Supplied entries ->
───

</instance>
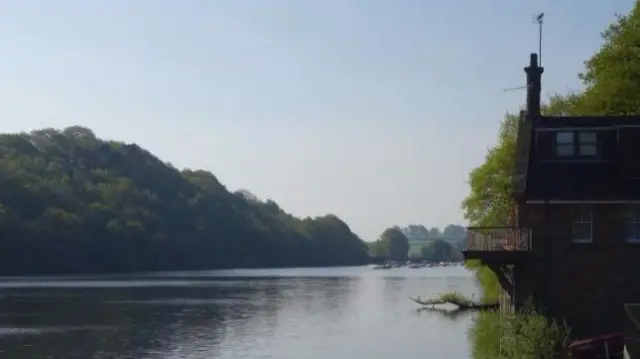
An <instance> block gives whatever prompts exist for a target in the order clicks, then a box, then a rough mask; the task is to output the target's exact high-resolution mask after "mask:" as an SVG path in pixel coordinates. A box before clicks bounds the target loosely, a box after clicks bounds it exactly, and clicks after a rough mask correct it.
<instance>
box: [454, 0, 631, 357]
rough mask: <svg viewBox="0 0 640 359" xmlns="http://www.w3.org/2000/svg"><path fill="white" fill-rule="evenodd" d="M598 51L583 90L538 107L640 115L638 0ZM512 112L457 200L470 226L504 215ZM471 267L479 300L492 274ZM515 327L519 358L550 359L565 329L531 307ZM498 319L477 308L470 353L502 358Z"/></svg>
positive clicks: (509, 163)
mask: <svg viewBox="0 0 640 359" xmlns="http://www.w3.org/2000/svg"><path fill="white" fill-rule="evenodd" d="M602 38H603V40H604V41H603V45H602V47H601V48H600V50H599V51H598V52H597V53H596V54H594V55H593V56H592V57H591V58H590V59H589V60H587V61H586V62H585V70H584V71H583V72H582V73H581V74H580V78H581V79H582V81H583V83H584V85H585V90H584V91H582V92H579V93H572V94H569V95H566V96H562V95H554V96H552V97H551V98H550V99H549V101H548V103H547V105H546V106H544V107H543V112H544V113H546V114H550V115H638V114H640V2H638V1H636V2H635V6H634V8H633V9H632V10H631V12H630V13H629V14H627V15H621V16H618V17H617V19H616V21H615V22H614V23H613V24H611V25H610V26H609V27H608V28H607V29H606V30H605V31H604V32H603V33H602ZM514 119H515V116H514V115H509V114H507V116H506V117H505V119H504V120H503V123H502V126H501V130H500V134H499V136H498V141H497V143H496V145H495V146H494V147H493V148H491V149H490V150H489V152H488V154H487V156H486V158H485V162H484V163H483V164H482V165H481V166H479V167H478V168H476V169H474V170H473V171H472V172H471V173H470V176H469V183H470V187H471V193H470V195H469V196H468V197H467V198H466V199H465V200H464V202H463V205H462V207H463V209H464V212H465V217H466V218H467V219H468V220H469V221H470V222H471V225H475V226H494V225H499V224H501V223H505V222H507V221H508V218H509V210H510V203H509V200H510V199H509V197H508V193H509V192H510V188H509V186H510V178H509V177H510V175H511V169H512V167H513V164H514V157H513V156H514V144H515V142H514V139H515V134H516V132H517V122H514ZM466 265H467V267H469V268H474V269H477V272H476V276H477V278H478V280H479V281H480V283H481V285H482V287H483V290H484V296H485V299H486V298H488V297H495V296H497V294H498V288H499V285H498V282H497V278H495V275H494V274H493V273H491V271H490V270H488V269H487V268H485V267H481V266H480V265H479V263H477V262H473V261H470V262H468V263H467V264H466ZM512 324H513V325H512V327H513V328H514V330H515V332H516V334H517V335H516V347H515V350H514V352H515V353H516V355H512V356H510V357H521V358H556V357H557V356H558V355H561V354H562V351H563V349H564V346H565V345H566V341H567V339H568V337H569V331H568V328H567V327H566V326H561V325H558V324H556V323H551V322H549V321H548V320H547V319H546V318H544V317H543V316H541V315H539V314H537V313H535V312H533V311H532V310H528V311H524V312H523V313H519V314H518V315H517V316H516V317H515V319H514V322H513V323H512ZM499 333H500V323H499V319H498V316H497V314H495V313H488V312H487V313H481V314H480V315H479V316H478V317H477V319H476V322H475V324H474V327H473V328H472V330H471V332H470V335H471V337H472V340H471V343H472V347H473V349H472V351H473V356H474V357H475V358H499V357H504V356H503V355H501V353H500V352H499V335H500V334H499Z"/></svg>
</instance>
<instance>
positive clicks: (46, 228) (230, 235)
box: [0, 127, 367, 275]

───

Task statement ->
Pull out every line of the data above that contains the string "positive", treating uppercase and lowercase as different.

Result for this task ->
positive clicks: (509, 163)
positive clicks: (46, 228) (230, 235)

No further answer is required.